Records supplied Block Start

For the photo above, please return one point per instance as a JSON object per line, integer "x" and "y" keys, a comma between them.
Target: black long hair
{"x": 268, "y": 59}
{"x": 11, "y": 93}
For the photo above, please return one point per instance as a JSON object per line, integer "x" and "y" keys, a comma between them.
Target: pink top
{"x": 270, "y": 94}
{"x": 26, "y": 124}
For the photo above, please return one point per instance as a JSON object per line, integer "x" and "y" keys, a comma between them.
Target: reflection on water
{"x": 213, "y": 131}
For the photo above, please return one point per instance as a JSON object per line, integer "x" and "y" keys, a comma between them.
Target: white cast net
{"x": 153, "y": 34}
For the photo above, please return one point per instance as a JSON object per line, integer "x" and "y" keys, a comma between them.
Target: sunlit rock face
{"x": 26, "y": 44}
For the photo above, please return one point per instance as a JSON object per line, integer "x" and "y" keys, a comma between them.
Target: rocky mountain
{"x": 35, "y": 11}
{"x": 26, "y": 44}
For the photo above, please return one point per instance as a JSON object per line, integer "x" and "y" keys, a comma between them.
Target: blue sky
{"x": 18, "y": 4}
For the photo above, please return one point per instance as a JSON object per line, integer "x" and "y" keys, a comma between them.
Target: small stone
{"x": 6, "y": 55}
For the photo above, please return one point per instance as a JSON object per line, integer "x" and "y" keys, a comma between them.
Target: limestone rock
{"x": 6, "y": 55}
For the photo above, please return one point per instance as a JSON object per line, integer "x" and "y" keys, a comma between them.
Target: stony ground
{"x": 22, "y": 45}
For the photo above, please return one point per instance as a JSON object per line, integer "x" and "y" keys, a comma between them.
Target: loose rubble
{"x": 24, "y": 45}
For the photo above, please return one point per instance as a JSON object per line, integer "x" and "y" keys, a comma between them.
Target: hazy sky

Records supplied Block End

Task instructions - Copy out exactly the lines from the one containing "Target: small stone" through the last line above, keeping both end lines.

Result for this task -
Target: small stone
{"x": 6, "y": 55}
For the photo above, please return one point per instance as a JSON object per line, integer "x" and "y" keys, a comma between them.
Target: limestone rock
{"x": 6, "y": 55}
For the photo above, please return one point per instance as a JSON object per line, integer "x" and "y" keys, a comma between them.
Target: stony ground
{"x": 22, "y": 45}
For the photo above, please return one point per instance as a JSON object per line, integer "x" and "y" keys, a comma between them.
Target: loose rubble
{"x": 24, "y": 45}
For the photo above, please return one point per instance as a JSON object per line, integer "x" and "y" keys, a comma between them.
Target: hazy sky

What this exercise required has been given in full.